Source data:
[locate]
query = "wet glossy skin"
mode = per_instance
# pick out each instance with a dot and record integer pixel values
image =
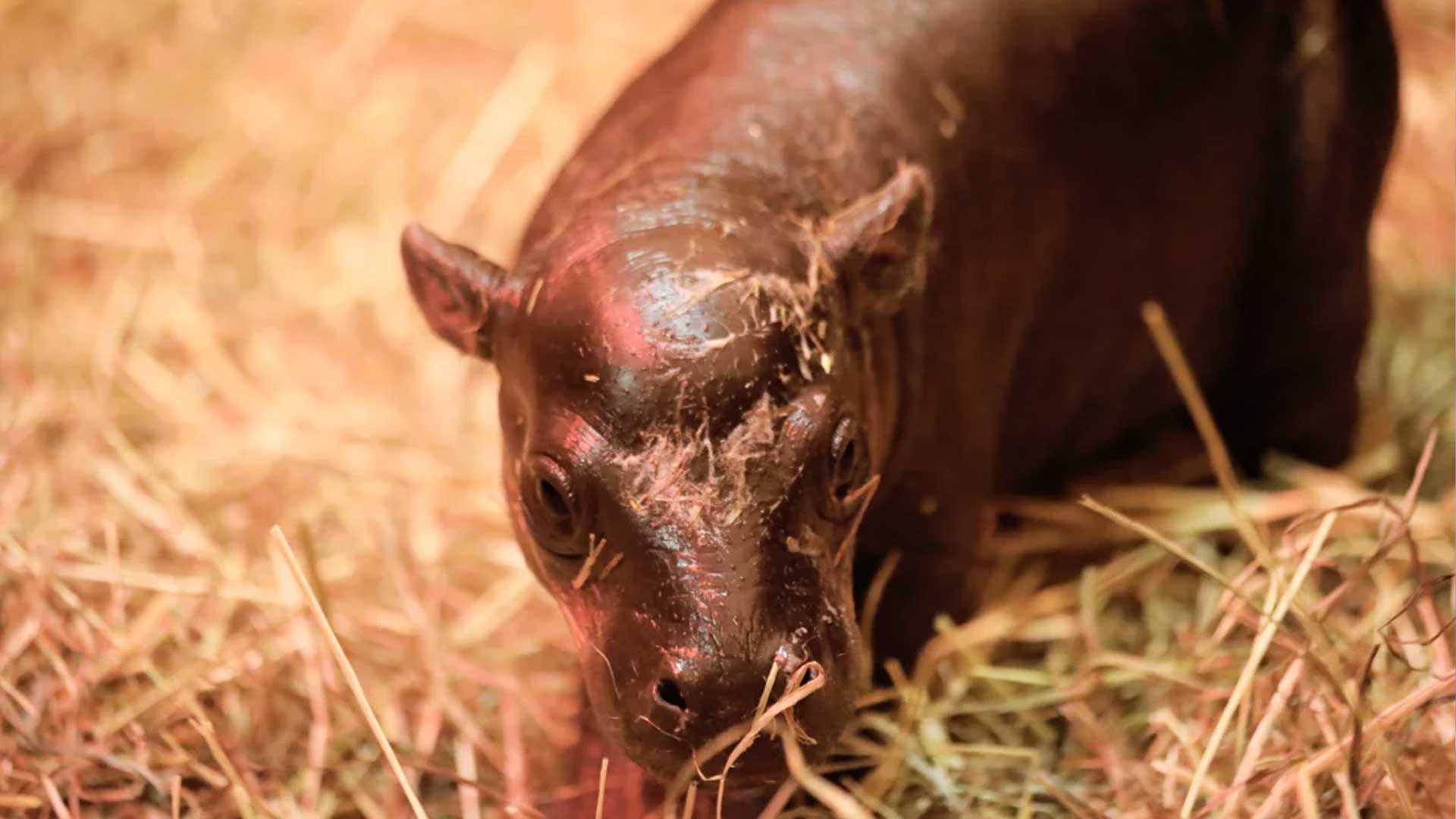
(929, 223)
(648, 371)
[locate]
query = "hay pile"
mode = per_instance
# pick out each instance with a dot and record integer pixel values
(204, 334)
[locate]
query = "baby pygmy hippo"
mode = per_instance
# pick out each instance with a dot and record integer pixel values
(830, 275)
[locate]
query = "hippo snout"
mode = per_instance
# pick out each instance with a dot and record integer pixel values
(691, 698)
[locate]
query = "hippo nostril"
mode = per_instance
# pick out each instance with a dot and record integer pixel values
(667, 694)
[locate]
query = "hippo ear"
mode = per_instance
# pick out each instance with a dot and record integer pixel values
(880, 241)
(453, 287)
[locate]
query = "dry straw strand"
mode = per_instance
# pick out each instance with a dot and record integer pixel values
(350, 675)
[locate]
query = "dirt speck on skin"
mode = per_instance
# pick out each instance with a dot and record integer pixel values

# Problem description:
Copy out every line of the data exactly, leaving the images behind.

# Output below:
[locate]
query = "wet glossy skin"
mode = per_instance
# pick out each instance with a dot and record integer pixel values
image =
(929, 223)
(648, 371)
[locate]
query = "hay pile"
mode = per_instance
# pick out each instance with a dot and record integer pixel values
(204, 334)
[locate]
query = "baby pygmy hippo"
mode = per_instance
# pick out each instance with a dot and record integer pixel values
(830, 275)
[locate]
query = "hippo snout"
mode = per_instance
# pick out each instance with a dot and record integer pixel values
(691, 698)
[locate]
query = "hippo nostril"
mode = per_instance
# pick out each instance with a dot and record integer pixel values
(667, 694)
[locate]
query = "hippo ear"
mode = per_instance
# pick out each instance with a dot and record integer pixel values
(880, 241)
(453, 287)
[locate]
query = "dry straw strand"
mode = per_instance
# pick out each instance with a dot and record integer pixel values
(350, 675)
[locate]
query = "dirt speck on skin"
mode = per_instance
# pick out each instance with a dot and record integer pixel values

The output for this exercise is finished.